**Your goal**
Write out the listing exactly as it is given.

(Entries from a dataset)
-- begin --

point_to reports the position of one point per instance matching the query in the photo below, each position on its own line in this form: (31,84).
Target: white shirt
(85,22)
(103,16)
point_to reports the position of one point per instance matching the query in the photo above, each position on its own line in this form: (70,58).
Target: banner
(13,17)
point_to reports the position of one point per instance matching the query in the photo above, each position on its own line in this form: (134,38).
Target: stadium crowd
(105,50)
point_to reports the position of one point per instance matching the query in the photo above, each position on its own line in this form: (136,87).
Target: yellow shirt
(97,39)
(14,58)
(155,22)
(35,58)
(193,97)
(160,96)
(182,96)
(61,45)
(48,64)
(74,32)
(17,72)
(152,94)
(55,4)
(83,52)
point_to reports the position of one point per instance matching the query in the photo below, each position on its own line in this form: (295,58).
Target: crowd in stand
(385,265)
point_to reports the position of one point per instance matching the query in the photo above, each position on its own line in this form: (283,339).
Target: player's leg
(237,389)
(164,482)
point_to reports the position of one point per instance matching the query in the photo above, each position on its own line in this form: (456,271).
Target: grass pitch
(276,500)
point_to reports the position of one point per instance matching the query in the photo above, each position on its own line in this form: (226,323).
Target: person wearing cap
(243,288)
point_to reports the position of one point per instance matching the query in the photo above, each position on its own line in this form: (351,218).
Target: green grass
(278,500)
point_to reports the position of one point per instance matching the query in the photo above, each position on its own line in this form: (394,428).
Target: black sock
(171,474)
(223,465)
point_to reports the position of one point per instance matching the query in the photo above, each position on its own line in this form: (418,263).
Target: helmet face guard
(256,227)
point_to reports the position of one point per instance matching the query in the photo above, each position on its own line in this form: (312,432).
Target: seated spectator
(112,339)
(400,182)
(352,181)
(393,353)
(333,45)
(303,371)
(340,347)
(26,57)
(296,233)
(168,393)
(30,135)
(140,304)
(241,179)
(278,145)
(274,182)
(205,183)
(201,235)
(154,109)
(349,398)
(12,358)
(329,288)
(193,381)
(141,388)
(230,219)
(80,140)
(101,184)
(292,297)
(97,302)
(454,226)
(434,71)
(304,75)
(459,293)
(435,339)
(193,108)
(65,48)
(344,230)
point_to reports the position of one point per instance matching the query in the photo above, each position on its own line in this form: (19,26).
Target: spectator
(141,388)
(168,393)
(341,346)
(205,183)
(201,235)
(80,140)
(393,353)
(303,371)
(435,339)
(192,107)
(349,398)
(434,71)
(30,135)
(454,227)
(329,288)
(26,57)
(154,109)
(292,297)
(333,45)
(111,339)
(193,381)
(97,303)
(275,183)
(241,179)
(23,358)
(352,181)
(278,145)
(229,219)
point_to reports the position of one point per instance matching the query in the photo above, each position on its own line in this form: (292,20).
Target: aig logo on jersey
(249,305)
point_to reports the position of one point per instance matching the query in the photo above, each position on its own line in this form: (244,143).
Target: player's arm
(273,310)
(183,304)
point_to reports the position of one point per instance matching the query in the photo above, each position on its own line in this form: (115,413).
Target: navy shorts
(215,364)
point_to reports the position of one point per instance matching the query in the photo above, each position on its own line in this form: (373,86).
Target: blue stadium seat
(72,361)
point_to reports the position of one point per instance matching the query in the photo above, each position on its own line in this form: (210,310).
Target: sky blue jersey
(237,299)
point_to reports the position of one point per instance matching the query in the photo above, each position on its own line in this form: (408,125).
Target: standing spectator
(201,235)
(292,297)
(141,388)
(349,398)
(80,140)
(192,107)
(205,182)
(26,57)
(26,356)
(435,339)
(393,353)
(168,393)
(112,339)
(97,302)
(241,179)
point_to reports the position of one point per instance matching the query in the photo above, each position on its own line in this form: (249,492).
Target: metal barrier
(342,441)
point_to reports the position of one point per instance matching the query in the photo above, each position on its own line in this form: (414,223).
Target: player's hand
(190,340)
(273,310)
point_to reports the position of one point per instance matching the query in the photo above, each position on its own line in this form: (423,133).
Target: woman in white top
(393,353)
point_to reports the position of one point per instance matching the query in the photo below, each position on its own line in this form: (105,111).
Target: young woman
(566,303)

-- end --

**Answer in full**
point_to reports the position of one point per instance matching the query in the photo below, each position on its own line in this form: (31,84).
Target: white shirt
(85,22)
(103,16)
point_to reports the position of one point per instance matching the query in the photo above, each position on its own line in this form: (70,58).
Target: banner
(13,17)
point_to reports the position of one point per instance matching the query in the photo above, each position on its own line in this form: (134,38).
Target: stadium crowd
(105,50)
point_to reports the position of one point per instance matching the query in the photo above, each position on its own line in this form: (136,87).
Target: yellow shirt
(97,39)
(14,58)
(155,22)
(35,58)
(193,97)
(160,96)
(182,96)
(61,45)
(48,64)
(74,32)
(17,72)
(152,94)
(55,4)
(83,52)
point_to reports the position of one point per instance matching the query in the photo below, each position on its own line in this form: (295,58).
Target: crowd in stand
(385,265)
point_to reports the position of one point per instance matching the query in the photo above, each position on its own line in this form: (283,339).
Target: player's leg
(237,389)
(164,482)
point_to reports the position of one point per instance matching the query in the photo above, each position on its own line in this form: (456,271).
Target: grass pitch
(276,500)
point_to reports the position of one point per instance matching the query in the photo above, each position on its own line in this form: (226,323).
Target: person wearing cap
(243,288)
point_to reports the position of one point per instance matching the query in the photo above, each position on its own line in this form: (351,218).
Target: green grass
(278,500)
point_to reports the position of one point per instance matching the query in the photo above, each position on its own line in this form: (394,428).
Target: black sock
(171,474)
(223,465)
point_to reports the position of one point per instance matching the query in the photo above, each position on its own line in this form: (418,263).
Target: helmet face guard
(256,227)
point_to reports the position of one point per instance matching the query in the photo above, each position on its own line in this form: (312,432).
Target: seated spectator
(112,339)
(400,182)
(352,181)
(393,353)
(333,45)
(303,371)
(340,347)
(26,57)
(296,233)
(168,393)
(30,135)
(140,304)
(241,179)
(278,145)
(274,182)
(205,183)
(201,235)
(154,109)
(349,398)
(12,358)
(329,288)
(193,381)
(141,388)
(230,219)
(80,140)
(101,184)
(292,297)
(97,302)
(454,226)
(434,71)
(304,75)
(459,293)
(435,339)
(193,108)
(65,48)
(344,230)
point_to reports the position of one point per instance matching the query in the photo above, each position on its own line in this form: (19,26).
Target: spectator
(141,388)
(168,393)
(341,346)
(205,183)
(201,235)
(80,140)
(393,353)
(303,371)
(435,339)
(192,107)
(349,398)
(434,71)
(30,135)
(454,227)
(329,288)
(26,57)
(154,109)
(292,297)
(333,45)
(111,339)
(193,381)
(97,303)
(275,183)
(241,179)
(23,358)
(352,181)
(278,145)
(229,219)
point_to reports the position of one point per instance matching the query in the photo above, each position on its own line in this form: (292,20).
Target: aig logo on jersey
(249,305)
point_to reports the position of one point per instance matching the query in the photo above, each position on its own line in this form: (244,143).
Target: player's arm
(273,310)
(183,304)
point_to reports the position of one point per instance matching the query in the photo above, each position on its own line in this form: (115,413).
Target: navy shorts
(215,364)
point_to reports the position of one point per instance matching the query in the photo above, each position on its own line in this form: (373,86).
Target: blue stadium seat
(72,361)
point_to reports the position of one point per instance matching the query in the photo above, each position on its own line in this form: (210,310).
Target: sky blue jersey
(237,299)
point_to reports the position of one point per instance matching the query in the photo above, each position on its own line in this form: (408,125).
Target: standing spectator
(201,235)
(292,297)
(141,388)
(349,398)
(80,140)
(192,107)
(205,182)
(26,57)
(26,356)
(435,339)
(393,353)
(168,393)
(112,339)
(97,302)
(241,179)
point_to reports the position of one point per instance matching the query in the photo above, each position on its own line in this form: (249,492).
Target: metal barrier
(342,441)
point_to reports the position of one point per instance matching the query in the photo above, each position on its own line in this form: (414,223).
Target: player's hand
(190,340)
(273,310)
point_to reports the position of one point per instance matching the query in the photo above, each position on its own line in this form: (423,133).
Target: woman in white top
(393,353)
point_to reports the position of one point per instance matching the query in the photo below, each position on its own line in this form: (105,111).
Target: young woman
(566,303)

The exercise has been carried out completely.